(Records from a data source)
· · ·

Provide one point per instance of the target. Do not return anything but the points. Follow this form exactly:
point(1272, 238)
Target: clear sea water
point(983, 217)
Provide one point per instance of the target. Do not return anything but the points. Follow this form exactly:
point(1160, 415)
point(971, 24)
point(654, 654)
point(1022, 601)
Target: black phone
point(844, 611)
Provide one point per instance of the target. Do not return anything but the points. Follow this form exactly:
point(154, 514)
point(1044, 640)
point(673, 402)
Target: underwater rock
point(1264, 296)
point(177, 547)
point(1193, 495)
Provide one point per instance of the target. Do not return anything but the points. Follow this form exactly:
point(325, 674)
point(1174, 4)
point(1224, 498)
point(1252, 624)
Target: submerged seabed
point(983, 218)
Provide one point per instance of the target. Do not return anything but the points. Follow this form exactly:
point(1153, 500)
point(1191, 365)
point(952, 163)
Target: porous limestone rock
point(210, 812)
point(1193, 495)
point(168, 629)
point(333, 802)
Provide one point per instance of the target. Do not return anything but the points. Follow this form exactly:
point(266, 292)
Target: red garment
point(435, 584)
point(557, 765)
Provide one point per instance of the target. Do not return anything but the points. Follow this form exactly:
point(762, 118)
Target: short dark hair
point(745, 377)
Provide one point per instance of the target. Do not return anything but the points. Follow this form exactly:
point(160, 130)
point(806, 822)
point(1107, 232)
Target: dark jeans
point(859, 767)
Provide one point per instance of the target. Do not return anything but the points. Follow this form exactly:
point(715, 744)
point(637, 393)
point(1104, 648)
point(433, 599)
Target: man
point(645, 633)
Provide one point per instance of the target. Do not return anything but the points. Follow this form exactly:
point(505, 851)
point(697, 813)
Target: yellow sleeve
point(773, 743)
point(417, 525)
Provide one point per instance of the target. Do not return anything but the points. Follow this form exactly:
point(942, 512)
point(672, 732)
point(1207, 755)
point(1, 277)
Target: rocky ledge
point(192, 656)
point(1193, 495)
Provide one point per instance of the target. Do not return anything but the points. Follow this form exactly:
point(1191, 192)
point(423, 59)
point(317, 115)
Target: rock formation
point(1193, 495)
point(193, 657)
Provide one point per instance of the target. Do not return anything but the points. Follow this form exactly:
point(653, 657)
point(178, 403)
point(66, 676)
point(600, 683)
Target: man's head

· · ·

Required action —
Write out each line exactly, starting with the line that contains "Target: rocky ledge" and stopping after the last line of the data.

Your solution —
Target: rocky ledge
point(192, 656)
point(1193, 495)
Provide one point per instance of the target. Do not return anything but the points. Follow this form exactly:
point(1191, 192)
point(423, 59)
point(317, 115)
Target: rock formation
point(1193, 495)
point(193, 657)
Provide one point per instance of the target. Do not return anything but the points. Follow this form exactly:
point(653, 657)
point(178, 403)
point(66, 676)
point(600, 683)
Target: man's head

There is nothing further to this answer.